Direction → Locate each line in the items below that contains the string "shrub" and copy those lines. Case counts.

● ● ● ● ● ● ●

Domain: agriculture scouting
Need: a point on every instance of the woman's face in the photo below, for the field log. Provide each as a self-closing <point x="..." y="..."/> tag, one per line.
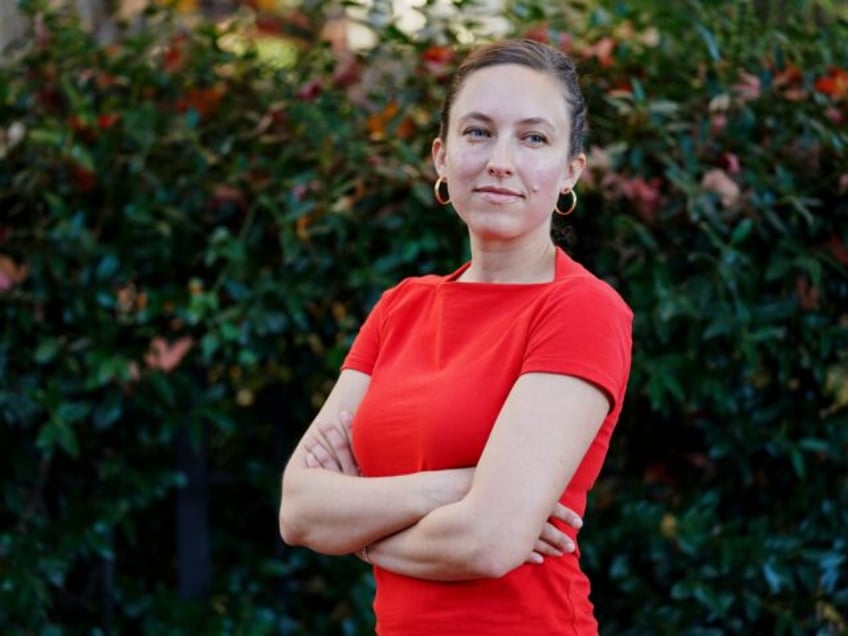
<point x="506" y="156"/>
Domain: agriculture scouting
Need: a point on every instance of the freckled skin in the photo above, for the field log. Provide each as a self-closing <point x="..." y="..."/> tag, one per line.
<point x="506" y="156"/>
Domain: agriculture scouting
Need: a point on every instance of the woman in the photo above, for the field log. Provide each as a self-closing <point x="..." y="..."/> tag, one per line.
<point x="484" y="400"/>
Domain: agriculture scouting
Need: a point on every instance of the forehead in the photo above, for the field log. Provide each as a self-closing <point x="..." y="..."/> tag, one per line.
<point x="512" y="91"/>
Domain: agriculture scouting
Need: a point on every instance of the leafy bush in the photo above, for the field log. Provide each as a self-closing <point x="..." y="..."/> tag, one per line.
<point x="192" y="231"/>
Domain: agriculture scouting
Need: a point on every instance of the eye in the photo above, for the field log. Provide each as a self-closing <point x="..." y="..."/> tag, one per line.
<point x="475" y="132"/>
<point x="536" y="139"/>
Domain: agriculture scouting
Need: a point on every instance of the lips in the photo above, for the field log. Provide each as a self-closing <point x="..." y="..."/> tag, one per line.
<point x="498" y="194"/>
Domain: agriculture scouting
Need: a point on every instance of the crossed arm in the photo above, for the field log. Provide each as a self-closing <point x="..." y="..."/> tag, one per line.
<point x="454" y="524"/>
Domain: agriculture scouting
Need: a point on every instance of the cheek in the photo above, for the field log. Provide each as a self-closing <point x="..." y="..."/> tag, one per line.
<point x="466" y="161"/>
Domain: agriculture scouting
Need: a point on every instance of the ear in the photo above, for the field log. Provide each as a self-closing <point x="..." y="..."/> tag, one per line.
<point x="573" y="169"/>
<point x="439" y="153"/>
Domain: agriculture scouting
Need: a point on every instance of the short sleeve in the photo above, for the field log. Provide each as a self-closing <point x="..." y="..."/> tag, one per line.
<point x="584" y="330"/>
<point x="366" y="346"/>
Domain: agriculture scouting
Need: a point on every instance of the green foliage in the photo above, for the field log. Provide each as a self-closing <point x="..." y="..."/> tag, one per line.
<point x="191" y="233"/>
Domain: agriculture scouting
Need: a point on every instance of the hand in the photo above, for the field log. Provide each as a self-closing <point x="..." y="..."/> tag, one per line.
<point x="552" y="541"/>
<point x="330" y="447"/>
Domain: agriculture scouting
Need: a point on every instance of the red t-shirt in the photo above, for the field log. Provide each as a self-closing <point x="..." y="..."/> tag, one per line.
<point x="442" y="356"/>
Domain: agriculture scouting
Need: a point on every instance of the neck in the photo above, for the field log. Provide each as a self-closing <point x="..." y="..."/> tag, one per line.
<point x="503" y="262"/>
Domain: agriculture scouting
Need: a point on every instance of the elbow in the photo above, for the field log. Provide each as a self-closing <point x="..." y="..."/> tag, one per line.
<point x="290" y="531"/>
<point x="495" y="563"/>
<point x="496" y="554"/>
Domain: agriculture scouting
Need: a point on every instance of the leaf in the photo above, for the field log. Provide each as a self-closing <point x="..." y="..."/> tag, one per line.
<point x="709" y="40"/>
<point x="46" y="350"/>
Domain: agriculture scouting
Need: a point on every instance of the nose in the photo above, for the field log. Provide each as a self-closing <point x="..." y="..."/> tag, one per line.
<point x="501" y="162"/>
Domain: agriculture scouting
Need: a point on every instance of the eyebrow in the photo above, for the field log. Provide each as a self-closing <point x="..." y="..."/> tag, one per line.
<point x="527" y="121"/>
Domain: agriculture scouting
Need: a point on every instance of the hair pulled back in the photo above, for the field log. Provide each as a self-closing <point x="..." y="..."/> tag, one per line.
<point x="534" y="55"/>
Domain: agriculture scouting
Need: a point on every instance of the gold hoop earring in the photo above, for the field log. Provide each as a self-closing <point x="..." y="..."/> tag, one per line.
<point x="437" y="191"/>
<point x="570" y="209"/>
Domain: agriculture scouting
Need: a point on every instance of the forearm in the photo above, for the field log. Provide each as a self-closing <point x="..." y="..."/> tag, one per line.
<point x="334" y="513"/>
<point x="453" y="542"/>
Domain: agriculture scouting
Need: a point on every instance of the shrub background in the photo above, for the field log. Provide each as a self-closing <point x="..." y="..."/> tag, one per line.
<point x="191" y="232"/>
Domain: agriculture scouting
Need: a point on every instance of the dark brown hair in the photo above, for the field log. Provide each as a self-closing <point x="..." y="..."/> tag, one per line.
<point x="534" y="55"/>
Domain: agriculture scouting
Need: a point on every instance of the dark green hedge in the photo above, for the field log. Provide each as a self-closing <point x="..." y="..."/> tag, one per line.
<point x="191" y="231"/>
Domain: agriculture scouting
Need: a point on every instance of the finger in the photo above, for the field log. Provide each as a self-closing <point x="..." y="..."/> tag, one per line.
<point x="567" y="515"/>
<point x="324" y="458"/>
<point x="313" y="439"/>
<point x="339" y="447"/>
<point x="546" y="549"/>
<point x="535" y="558"/>
<point x="556" y="538"/>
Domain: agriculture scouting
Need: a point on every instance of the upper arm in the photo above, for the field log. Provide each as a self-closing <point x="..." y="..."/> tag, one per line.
<point x="537" y="443"/>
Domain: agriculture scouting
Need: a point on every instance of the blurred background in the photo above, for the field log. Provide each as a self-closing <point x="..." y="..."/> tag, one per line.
<point x="200" y="201"/>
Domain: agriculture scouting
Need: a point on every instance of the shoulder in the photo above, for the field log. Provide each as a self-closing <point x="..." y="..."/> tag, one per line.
<point x="577" y="288"/>
<point x="408" y="292"/>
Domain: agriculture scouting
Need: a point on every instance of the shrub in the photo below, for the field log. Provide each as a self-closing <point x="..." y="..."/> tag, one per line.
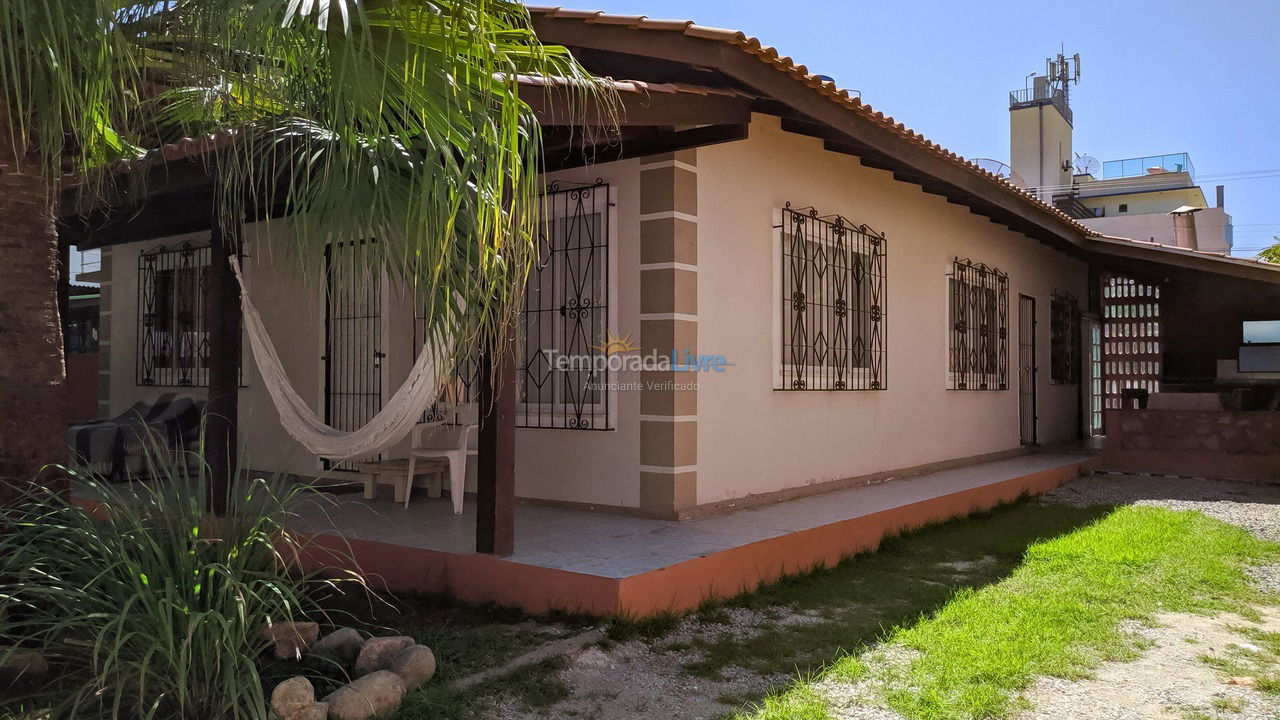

● ● ● ● ● ● ●

Answer to the exercise →
Need: a point on every instance of the shrub background in the photo above, for the field log. Provide each as a self-closing <point x="..." y="..."/> tag, one per line.
Need: a point on every instance of the shrub in the photo below, for the field log. Provide each as a self-closing <point x="..." y="..."/> tag, one per line.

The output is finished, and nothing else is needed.